** begin EXERCISE MATERIALS **
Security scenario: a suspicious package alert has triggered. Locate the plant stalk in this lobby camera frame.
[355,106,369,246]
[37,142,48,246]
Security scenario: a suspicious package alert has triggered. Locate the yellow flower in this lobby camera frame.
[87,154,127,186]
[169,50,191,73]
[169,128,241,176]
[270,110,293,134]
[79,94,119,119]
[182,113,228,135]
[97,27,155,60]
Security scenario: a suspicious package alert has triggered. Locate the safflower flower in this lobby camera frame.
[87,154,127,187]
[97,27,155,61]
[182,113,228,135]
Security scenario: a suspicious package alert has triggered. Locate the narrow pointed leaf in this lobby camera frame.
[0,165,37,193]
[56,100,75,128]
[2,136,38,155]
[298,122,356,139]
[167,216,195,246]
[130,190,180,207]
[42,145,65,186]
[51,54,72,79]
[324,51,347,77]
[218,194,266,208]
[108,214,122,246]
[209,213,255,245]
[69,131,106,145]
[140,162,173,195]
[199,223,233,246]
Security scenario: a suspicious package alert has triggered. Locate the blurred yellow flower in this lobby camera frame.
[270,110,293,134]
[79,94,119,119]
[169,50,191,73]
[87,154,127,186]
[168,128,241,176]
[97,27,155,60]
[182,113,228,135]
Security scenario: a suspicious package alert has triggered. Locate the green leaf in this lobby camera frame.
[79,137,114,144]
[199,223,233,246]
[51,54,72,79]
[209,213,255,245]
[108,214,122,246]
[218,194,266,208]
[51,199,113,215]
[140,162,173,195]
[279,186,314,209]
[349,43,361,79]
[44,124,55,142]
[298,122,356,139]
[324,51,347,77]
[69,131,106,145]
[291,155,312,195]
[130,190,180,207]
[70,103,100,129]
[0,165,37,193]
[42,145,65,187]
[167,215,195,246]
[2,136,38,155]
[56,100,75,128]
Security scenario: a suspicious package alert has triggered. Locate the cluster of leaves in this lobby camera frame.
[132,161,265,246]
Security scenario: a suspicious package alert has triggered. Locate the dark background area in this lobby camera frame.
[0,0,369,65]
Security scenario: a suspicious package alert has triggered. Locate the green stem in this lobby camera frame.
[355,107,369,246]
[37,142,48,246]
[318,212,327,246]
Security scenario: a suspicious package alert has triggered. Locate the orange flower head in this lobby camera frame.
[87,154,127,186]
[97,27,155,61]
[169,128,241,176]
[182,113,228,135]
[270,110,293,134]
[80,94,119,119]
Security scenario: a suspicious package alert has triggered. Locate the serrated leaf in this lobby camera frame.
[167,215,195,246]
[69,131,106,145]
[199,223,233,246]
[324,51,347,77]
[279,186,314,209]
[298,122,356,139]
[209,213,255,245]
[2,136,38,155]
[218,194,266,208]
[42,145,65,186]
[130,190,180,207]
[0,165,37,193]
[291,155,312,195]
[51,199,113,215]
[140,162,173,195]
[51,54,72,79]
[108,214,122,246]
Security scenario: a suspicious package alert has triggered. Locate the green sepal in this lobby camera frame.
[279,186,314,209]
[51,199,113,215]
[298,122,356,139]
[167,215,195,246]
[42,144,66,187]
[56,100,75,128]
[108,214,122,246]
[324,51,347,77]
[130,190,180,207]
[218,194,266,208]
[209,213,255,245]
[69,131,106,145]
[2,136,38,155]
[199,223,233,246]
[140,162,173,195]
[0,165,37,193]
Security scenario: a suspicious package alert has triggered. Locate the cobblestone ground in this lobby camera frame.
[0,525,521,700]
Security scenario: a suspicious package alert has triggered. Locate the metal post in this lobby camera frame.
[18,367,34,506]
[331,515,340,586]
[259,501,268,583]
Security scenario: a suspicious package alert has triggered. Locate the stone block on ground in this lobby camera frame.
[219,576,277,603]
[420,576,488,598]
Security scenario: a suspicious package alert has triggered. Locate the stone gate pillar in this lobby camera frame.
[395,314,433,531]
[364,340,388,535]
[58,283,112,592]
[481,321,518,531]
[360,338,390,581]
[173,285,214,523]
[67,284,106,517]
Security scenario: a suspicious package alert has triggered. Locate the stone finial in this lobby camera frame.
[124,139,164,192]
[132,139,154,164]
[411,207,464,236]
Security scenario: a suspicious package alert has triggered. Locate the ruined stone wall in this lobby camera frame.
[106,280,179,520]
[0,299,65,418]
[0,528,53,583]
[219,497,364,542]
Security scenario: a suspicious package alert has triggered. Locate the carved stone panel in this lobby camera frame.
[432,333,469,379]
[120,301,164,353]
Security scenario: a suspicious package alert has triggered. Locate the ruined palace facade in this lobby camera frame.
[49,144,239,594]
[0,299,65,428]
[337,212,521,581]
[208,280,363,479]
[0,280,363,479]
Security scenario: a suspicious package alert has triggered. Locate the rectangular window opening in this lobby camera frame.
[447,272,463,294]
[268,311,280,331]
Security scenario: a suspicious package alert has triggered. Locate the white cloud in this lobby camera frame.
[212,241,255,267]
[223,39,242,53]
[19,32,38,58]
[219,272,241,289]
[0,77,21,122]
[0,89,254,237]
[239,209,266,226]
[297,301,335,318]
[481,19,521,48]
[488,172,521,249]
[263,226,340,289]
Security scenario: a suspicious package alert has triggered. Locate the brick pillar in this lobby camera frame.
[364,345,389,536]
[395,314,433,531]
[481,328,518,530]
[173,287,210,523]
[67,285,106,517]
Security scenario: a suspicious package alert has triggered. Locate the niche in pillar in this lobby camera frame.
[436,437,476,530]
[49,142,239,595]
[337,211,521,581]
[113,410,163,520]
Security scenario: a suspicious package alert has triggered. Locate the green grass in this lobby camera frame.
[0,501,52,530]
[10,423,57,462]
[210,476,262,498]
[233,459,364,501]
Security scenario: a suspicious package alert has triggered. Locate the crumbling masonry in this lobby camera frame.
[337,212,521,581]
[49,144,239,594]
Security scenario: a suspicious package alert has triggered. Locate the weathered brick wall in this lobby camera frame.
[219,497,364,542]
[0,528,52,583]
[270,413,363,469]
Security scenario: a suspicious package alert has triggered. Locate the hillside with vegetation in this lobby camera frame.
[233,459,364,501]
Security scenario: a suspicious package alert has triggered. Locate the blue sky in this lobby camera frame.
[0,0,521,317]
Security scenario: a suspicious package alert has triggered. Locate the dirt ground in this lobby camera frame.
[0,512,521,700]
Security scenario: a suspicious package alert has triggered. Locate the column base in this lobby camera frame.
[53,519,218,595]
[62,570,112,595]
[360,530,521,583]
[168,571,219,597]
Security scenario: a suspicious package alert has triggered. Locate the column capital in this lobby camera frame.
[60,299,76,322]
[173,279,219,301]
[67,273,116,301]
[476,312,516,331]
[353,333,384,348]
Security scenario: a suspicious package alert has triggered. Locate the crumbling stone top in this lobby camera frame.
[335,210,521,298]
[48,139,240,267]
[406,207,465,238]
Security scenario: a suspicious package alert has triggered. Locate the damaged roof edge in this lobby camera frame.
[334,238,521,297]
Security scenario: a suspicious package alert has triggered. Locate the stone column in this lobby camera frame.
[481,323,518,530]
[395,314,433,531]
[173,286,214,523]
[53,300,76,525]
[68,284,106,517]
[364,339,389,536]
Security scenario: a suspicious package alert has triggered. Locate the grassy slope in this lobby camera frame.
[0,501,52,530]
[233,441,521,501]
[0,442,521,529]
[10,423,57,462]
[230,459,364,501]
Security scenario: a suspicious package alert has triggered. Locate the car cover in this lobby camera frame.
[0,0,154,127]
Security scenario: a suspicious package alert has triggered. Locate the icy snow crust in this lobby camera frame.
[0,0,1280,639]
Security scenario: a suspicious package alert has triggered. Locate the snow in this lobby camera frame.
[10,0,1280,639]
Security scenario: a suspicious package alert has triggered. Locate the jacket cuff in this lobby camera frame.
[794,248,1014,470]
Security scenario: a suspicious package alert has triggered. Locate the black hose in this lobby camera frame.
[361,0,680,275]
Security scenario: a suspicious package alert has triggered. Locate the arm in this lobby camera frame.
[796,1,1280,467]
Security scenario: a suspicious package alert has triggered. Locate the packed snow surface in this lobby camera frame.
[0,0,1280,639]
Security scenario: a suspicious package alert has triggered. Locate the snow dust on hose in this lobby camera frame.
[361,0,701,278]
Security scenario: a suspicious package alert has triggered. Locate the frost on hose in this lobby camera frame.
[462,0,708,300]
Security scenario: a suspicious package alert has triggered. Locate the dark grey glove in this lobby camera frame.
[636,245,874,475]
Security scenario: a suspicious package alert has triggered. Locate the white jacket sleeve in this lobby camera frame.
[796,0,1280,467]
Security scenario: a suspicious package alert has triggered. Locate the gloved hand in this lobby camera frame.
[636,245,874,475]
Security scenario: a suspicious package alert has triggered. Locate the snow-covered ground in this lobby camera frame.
** end EXERCISE MATERIALS **
* [REQUIREMENT]:
Count how many lines of the records above contain the word "crumbling". Reply with the number alone.

* [CORRECT OUTPUT]:
2